Transcribe, exactly and in full, every record shown below, while omitting its images.
Top of DATA RECORDS
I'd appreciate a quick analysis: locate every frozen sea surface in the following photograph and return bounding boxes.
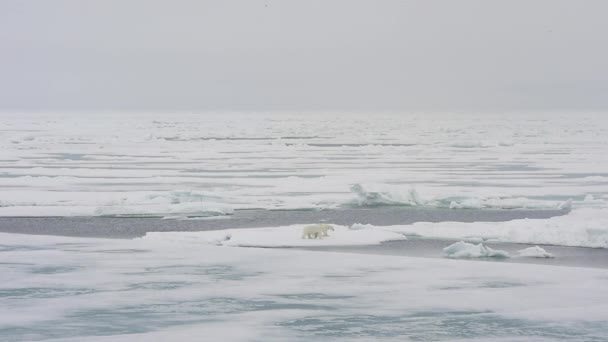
[1,112,607,217]
[2,112,608,341]
[1,232,608,342]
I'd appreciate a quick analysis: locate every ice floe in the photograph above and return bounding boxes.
[141,224,407,247]
[443,241,510,259]
[349,183,423,206]
[371,207,608,248]
[518,246,555,258]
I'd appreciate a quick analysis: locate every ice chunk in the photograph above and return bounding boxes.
[380,208,608,248]
[349,223,375,230]
[350,183,422,206]
[348,184,566,210]
[558,199,572,210]
[447,197,566,210]
[518,246,555,258]
[443,241,510,259]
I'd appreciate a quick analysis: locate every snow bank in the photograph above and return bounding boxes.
Bottom of DATA RECORDS
> _RESPONSE FOR THIS EXERCISE_:
I'd appreciate a quick analysis: locate every frozen sea surface in the following photograph and return bounding boxes.
[1,112,607,217]
[2,112,608,341]
[1,232,608,342]
I'd appreciate a quick analysis: locate every ice floe in the photograph above and return bounding boxes.
[141,224,407,247]
[443,241,510,259]
[349,183,423,206]
[371,207,608,248]
[518,246,555,258]
I'd appreciate a quick analysis: locate every ice chunk in the photograph above and return bounding boxes.
[380,208,608,248]
[349,223,375,230]
[350,183,422,206]
[348,184,566,210]
[558,199,572,210]
[447,197,566,210]
[518,246,555,258]
[443,241,510,259]
I'd appreciate a quick analysis: locate every snow bank in the photograph above and return bounding boxes.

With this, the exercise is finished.